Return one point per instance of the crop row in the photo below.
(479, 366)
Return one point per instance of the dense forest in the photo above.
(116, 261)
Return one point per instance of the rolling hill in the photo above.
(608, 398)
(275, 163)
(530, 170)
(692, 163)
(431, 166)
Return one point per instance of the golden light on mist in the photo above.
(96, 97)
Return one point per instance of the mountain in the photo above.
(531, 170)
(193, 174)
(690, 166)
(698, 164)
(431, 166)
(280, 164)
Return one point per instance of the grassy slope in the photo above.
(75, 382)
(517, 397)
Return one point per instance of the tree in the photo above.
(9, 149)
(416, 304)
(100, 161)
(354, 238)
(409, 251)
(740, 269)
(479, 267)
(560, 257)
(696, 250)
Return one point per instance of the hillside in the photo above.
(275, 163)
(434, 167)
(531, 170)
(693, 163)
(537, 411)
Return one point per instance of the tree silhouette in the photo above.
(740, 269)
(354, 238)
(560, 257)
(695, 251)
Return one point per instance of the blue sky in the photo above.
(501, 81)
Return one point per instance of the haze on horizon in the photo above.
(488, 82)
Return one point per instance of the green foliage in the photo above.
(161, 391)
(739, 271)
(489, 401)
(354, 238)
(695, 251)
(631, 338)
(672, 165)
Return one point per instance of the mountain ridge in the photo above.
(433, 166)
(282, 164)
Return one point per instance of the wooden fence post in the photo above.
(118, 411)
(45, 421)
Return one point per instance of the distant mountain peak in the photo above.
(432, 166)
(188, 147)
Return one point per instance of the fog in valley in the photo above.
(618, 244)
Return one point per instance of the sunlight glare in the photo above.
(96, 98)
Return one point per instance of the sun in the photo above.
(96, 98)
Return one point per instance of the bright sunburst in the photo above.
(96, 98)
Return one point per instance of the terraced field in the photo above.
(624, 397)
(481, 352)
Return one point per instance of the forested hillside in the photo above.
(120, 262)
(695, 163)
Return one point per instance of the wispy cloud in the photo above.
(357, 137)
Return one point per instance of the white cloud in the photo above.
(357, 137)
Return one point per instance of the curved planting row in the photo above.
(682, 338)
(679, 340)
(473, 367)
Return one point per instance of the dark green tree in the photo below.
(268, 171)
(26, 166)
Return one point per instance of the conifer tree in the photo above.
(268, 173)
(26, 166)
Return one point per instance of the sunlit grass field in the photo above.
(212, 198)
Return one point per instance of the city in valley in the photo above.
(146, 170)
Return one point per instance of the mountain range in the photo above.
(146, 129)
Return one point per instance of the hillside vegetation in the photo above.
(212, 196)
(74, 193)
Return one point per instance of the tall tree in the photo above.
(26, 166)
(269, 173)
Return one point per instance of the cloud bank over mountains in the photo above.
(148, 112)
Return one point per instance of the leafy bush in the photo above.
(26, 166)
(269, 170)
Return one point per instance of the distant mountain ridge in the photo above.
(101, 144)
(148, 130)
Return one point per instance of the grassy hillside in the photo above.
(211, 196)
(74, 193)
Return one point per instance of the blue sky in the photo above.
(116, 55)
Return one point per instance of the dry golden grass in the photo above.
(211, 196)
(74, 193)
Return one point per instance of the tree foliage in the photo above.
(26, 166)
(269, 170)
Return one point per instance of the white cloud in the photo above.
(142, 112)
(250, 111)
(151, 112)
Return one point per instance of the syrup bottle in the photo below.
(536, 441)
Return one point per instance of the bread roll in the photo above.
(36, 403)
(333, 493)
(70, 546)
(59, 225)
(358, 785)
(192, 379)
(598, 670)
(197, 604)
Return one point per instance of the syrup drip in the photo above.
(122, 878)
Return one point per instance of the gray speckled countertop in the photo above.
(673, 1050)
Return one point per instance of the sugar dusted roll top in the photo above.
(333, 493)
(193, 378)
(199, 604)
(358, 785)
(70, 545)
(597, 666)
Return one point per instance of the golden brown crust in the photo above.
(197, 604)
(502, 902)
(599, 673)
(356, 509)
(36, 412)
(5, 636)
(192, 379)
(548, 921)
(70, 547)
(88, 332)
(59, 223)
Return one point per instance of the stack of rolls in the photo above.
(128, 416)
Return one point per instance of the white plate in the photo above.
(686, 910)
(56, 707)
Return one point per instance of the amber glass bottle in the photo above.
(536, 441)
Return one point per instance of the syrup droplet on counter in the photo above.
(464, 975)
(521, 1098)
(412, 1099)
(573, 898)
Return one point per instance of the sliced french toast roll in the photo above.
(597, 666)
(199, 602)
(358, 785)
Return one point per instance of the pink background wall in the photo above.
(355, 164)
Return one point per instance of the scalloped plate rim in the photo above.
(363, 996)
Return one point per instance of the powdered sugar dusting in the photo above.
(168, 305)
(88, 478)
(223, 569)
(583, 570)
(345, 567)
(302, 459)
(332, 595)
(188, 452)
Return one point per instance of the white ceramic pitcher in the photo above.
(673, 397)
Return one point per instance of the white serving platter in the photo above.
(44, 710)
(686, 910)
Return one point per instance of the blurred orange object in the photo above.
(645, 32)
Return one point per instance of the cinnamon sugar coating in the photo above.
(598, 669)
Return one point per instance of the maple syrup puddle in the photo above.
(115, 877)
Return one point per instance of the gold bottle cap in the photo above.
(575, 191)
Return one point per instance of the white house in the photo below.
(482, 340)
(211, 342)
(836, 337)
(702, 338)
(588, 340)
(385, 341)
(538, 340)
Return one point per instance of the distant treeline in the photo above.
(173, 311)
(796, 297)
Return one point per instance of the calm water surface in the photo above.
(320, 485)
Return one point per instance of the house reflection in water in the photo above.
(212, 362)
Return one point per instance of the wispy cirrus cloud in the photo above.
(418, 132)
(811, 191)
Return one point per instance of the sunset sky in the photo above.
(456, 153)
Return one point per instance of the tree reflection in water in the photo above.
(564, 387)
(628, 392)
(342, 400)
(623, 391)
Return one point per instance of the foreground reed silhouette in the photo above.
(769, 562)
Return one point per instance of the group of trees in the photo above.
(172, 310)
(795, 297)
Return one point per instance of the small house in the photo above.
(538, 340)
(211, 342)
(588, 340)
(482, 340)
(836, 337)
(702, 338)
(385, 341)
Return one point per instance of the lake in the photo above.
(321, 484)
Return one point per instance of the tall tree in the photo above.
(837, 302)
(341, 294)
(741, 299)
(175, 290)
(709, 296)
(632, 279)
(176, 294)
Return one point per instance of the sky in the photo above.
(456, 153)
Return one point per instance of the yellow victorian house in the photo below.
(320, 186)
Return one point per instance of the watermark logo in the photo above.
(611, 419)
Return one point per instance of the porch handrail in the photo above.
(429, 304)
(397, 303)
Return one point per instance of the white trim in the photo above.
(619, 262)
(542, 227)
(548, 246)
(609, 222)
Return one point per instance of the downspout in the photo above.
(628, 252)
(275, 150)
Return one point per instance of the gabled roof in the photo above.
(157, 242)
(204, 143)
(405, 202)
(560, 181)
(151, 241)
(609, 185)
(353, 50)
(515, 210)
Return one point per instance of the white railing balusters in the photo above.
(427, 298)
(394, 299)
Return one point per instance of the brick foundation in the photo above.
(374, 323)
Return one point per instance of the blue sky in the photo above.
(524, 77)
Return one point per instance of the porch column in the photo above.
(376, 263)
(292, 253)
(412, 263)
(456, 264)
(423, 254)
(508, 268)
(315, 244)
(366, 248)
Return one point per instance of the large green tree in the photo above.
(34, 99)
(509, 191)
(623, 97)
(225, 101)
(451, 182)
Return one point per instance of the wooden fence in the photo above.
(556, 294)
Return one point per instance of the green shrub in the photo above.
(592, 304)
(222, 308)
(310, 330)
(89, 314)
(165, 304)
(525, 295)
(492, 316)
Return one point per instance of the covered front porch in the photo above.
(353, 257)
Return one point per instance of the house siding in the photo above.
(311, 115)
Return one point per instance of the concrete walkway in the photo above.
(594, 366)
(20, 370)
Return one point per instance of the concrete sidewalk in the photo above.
════
▶ _What you have to do_: Copy exactly the lines of the listing above, beginning at the line with "Return one point per instance of the watermark" and ending at its final line; write out nothing else.

▶ _Exercise response_:
Return one point per instance of the watermark logo in the photo above.
(611, 419)
Return one point per instance of the porch handrail in the photo above.
(429, 304)
(397, 303)
Return one point per instance of the white trim in the photo above.
(619, 262)
(542, 227)
(548, 246)
(609, 222)
Return one point per instance of the downspout in the photo above.
(628, 252)
(275, 150)
Return one point per instance of the gabled roof in the photo above.
(157, 242)
(204, 143)
(405, 202)
(560, 181)
(151, 241)
(609, 185)
(353, 50)
(515, 210)
Return one point per instance of the white railing balusters in the photo above.
(427, 298)
(394, 299)
Return one point per instance of the brick foundation in the photo above.
(374, 323)
Return one point per instance of the blue sky in the photo above.
(524, 77)
Return one point per instance of the porch column in the photo above.
(376, 263)
(292, 253)
(412, 263)
(456, 264)
(423, 254)
(508, 268)
(315, 244)
(366, 248)
Return one point per instance of the large green tree in the photo above.
(34, 99)
(509, 191)
(623, 97)
(225, 101)
(451, 182)
Return one point per instance of the wooden fence in the photo above.
(556, 294)
Return one point per instance of the green shrub in the photo above.
(592, 304)
(222, 308)
(310, 330)
(89, 314)
(165, 304)
(525, 295)
(492, 316)
Return one point per instance of the covered front porch in the photo above.
(353, 257)
Return one point per instance of the house siding in the photo above.
(311, 115)
Return one point per instance of the concrete walkway in the photo above.
(594, 366)
(20, 370)
Return one point per instance of the concrete sidewalk in the photo above.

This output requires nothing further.